• **Reading text**
• • •
Why, you ask? It was one of those serendipitous moments. I was then in the throes of single-shot mania and stopped to look at another rifle on the rack nearby. My eye was caught by that Low Wall, I picked it up, and was very pleasantly surprised at what I found. What’s more, I kept returning to pick it up, again and again, falling for it a bit more each time.

What was described as amateur carving was, in fact, leather work on walnut. A typical 19th-century decorative leather pattern had been outlined, complete with fleurs de lis, and then the wood inside the border had been stippled, just as you might a saddle skirt. This was done on the forend and buttstock exactly where you would chequer the stock to give a better grip, and nowhere else. The rest of the wood had a dark, rubbed-oil patina from a century of loving care.

Oddly, the rifle was chambered for the long-obsolete .25-20 Single Shot, with a nicely archaic octagonal barrel — all in well-used but well cared for condition. How this outfit had escaped the 1930s mania for cannibalizing such obsolescent artifacts to make hot-shot varmint rifles, I don’t know. I can only assume it had been a treasured family heirloom, protected from the vandals because it sported grand-dad’s “leather work.”
• • •
• **Provided material**
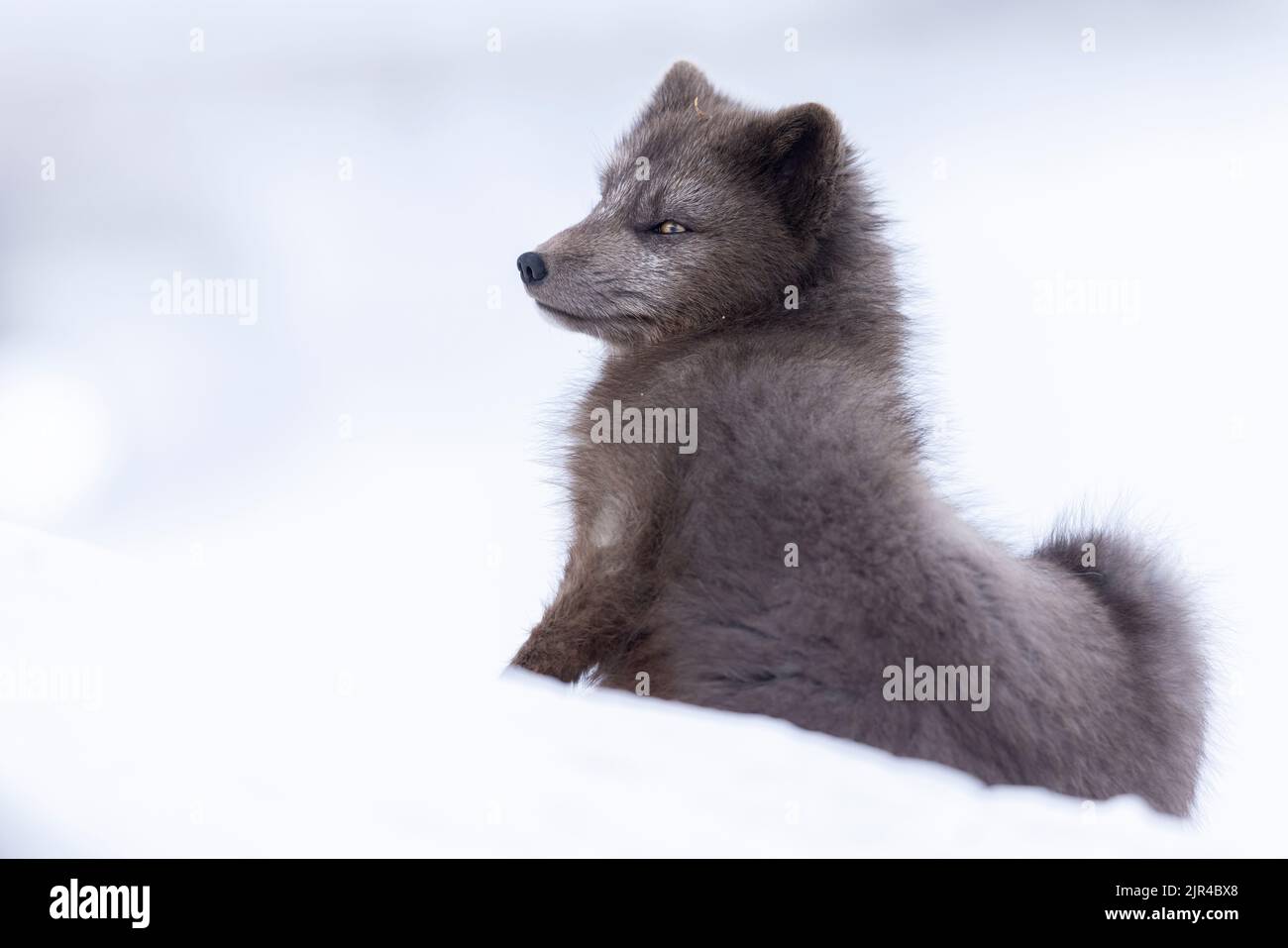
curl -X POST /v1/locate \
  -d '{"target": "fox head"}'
[518,61,850,345]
• • •
• **Short exercise**
Please continue the piece about the Low Wall rifle, picking up after its last sentence. The lines have no part in this.

• **The answer**
Whatever, the reason, there it was — an anomaly, to say the least. Anyone I have shown it to, however, has fallen for it just as I did. Brian Board, a stockmaker of Gunmakers’ Guild skill and requisite good taste, admired it greatly, as did author, hunter and gun-lover Eileen Clarke. Being married to John Barsness, Eileen is exposed to some seriously nice rifles. For a while, as she cradled it, I thought she was not going to return it, or at least would insist on wrestling me for it. Finally, she made me promise that if I ever parted with it, I would give her first refusal.

The rifle may or may not be unique. I have never heard of similar work being done, nor had Brian. Some European gunmakers, of taste and repute, have inlaid leather in place of chequering on some very high-end guns, and in terms of improving grip it works extremely well. Presumably, if someone wanted to, he could program a laser to do similar stippling. But, it would not be the same. It would not have the odd irregularity of this hand-carved one, nor the uneven stippling that occurs here, in walnut, just as it does in hand-tooled leather.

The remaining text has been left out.